WORK INSTRUCTIONS: Collect all lines containing the word "collar" from the data.

DATA PROVIDED:
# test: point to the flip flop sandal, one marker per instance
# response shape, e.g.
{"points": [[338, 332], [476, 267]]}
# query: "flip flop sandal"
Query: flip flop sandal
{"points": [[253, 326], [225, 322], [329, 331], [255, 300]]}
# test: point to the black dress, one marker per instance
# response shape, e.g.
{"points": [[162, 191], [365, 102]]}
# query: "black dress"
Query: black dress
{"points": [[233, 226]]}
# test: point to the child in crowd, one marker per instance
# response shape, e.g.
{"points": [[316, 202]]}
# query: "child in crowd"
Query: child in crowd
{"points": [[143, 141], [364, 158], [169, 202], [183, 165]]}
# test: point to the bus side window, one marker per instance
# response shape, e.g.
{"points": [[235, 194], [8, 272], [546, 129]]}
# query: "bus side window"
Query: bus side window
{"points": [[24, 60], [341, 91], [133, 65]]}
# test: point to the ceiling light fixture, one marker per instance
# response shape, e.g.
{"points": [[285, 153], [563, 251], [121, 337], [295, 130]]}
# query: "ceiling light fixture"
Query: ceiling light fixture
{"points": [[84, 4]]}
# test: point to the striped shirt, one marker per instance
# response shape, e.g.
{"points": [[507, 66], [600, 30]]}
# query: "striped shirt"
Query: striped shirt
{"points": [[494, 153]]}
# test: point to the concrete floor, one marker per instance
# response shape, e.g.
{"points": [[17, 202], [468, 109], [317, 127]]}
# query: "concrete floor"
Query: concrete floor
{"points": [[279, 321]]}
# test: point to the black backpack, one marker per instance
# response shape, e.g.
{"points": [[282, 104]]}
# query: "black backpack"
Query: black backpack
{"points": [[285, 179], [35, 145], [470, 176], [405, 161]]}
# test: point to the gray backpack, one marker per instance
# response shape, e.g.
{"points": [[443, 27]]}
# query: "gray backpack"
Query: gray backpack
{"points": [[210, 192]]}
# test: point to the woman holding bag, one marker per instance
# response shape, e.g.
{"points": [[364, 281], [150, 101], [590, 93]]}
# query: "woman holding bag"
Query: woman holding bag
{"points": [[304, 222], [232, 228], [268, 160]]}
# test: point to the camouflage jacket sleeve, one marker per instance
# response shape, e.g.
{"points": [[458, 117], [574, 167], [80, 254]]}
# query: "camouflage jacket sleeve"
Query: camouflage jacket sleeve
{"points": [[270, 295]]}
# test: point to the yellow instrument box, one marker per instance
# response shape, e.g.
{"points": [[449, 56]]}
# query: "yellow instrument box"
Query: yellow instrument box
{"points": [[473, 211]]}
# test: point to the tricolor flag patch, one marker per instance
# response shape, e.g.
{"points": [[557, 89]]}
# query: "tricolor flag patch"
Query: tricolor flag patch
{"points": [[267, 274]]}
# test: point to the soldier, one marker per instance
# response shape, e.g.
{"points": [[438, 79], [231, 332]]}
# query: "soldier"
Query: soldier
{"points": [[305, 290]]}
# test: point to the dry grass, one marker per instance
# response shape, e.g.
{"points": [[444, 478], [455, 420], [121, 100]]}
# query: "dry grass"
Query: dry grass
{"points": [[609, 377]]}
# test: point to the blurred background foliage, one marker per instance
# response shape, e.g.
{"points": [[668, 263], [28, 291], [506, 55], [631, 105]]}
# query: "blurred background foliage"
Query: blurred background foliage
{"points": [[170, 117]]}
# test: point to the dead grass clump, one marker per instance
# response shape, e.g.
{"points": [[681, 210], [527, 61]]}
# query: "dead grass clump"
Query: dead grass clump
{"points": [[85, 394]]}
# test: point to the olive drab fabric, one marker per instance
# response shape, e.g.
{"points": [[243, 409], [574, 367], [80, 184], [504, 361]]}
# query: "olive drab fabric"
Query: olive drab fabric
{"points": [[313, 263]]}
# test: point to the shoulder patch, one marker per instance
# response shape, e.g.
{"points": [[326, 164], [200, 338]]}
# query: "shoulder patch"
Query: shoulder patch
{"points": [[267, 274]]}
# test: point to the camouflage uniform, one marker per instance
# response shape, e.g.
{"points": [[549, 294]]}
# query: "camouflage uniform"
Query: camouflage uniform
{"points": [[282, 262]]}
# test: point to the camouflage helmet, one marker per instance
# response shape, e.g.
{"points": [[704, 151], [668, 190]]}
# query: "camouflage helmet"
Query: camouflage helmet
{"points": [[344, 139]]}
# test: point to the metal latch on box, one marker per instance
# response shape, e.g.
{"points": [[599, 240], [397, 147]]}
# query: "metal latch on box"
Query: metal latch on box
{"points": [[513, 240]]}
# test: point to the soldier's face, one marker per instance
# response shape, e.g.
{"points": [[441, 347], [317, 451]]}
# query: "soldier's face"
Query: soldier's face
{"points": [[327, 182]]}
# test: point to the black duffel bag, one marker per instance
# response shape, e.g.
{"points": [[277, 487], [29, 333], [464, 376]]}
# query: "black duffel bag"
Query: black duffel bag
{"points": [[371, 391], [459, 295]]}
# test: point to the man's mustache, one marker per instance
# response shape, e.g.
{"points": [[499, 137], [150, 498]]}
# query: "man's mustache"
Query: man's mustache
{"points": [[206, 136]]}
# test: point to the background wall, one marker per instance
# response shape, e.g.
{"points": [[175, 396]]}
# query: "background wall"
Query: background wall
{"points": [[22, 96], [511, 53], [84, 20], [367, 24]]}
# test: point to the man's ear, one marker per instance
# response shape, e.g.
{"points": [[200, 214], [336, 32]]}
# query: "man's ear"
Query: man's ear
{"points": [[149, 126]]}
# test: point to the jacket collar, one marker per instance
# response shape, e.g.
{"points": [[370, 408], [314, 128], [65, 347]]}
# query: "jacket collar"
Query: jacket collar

SOLUTION FOR THIS TASK:
# test: point to the jacket collar, one marker per instance
# query: "jacket collar"
Query: jacket collar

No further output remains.